Written request
Rewrite the items below, replacing every "zone-occupancy summary" with "occupancy report" and keeping everything else the same.

Task data
******************************

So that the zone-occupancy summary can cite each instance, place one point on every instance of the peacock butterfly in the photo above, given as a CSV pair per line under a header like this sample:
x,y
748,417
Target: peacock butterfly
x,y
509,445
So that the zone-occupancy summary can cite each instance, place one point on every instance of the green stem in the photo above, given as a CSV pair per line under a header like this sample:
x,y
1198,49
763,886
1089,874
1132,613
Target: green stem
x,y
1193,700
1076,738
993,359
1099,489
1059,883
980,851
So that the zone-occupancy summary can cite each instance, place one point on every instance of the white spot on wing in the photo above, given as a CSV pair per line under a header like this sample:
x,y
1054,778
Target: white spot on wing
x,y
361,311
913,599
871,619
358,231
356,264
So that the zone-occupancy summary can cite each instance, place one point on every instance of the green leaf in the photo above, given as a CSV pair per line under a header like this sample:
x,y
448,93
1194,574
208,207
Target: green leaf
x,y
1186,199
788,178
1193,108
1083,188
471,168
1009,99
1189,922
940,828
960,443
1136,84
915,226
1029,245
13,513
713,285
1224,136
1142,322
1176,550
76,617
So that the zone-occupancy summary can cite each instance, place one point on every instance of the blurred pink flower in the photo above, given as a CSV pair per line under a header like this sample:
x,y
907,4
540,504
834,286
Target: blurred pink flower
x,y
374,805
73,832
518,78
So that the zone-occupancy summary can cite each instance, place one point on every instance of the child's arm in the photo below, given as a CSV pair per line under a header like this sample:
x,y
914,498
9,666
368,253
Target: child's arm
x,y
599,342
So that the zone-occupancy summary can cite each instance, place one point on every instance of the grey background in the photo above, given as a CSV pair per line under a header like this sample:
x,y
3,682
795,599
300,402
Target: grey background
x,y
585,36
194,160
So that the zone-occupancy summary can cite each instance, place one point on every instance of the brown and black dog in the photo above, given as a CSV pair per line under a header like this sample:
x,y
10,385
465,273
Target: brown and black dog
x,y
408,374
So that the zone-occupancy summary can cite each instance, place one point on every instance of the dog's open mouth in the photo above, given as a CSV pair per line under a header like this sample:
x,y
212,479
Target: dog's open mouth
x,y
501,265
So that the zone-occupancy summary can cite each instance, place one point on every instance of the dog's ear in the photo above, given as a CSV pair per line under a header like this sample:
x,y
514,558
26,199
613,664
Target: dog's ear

******************************

Written answer
So that the occupancy report can cite each instance, place one point on every instance of the peacock butterfly in the photo above, given as a CSV pair per line under a header like this sample:
x,y
748,417
Target: peacock butterfly
x,y
509,445
So that the occupancy report can cite each instance, place one point on every instance of the green stem in the photo above, given as a CSV pair per line under a header like this sample:
x,y
1198,49
763,886
1089,874
1132,613
Target: green stem
x,y
1193,700
1076,738
993,359
1099,489
1059,883
980,851
So that the occupancy report can cite each instance, place one point on every instance of the white spot on wing in the photo above, given as a CSV pair per line under a header like this sample:
x,y
1054,778
Target: white spot on wing
x,y
361,311
913,599
871,619
358,231
356,264
So that the occupancy report can cite each instance, place one point on every instance of the green leaf in the photo above, given as a CSV pair per line under a header like this sample:
x,y
448,93
1194,574
208,207
Target: green leaf
x,y
1186,199
788,178
1193,108
1083,188
471,168
1009,99
1189,922
940,828
960,443
1136,84
915,226
1029,245
13,513
713,285
1224,136
1142,322
1176,550
76,617
So that the occupancy report can cite each instance, place one point on every instance of the blurred pink flower in the photo above, given as a CSV pair per line under a header like this sample:
x,y
907,4
540,504
834,286
Target: blurred pink flower
x,y
374,805
73,832
518,78
So that the occupancy report can cite each instance, place one point on every instance of the child's arm in the photo below, given as a CSV pair per line under a header like this sample:
x,y
914,498
9,666
368,253
Target: child's arm
x,y
599,342
So that the occupancy report can cite each instance, place one point on every instance of the grey background in the photo above, given as a CSV pair per line under a header like this sample:
x,y
3,682
795,599
300,402
Target: grey background
x,y
585,36
194,160
So that the occupancy report can cite each instance, place one point on every instance of the brown and black dog in the photo above, given as a CSV pair per line under a header like this sample:
x,y
10,385
465,273
Target: brown and black dog
x,y
408,374
So that the occupancy report can cite each instance, place one point on every instance of the dog's open mouth in the photo above, given as a CSV pair per line under a header like this sample:
x,y
212,479
Target: dog's open mouth
x,y
501,265
So that the occupancy report can cite each instance, place one point on every instance of the dog's ear in the photo above, given as a CSV pair per line under a header like this sample:
x,y
514,558
26,199
613,664
Target: dog's ear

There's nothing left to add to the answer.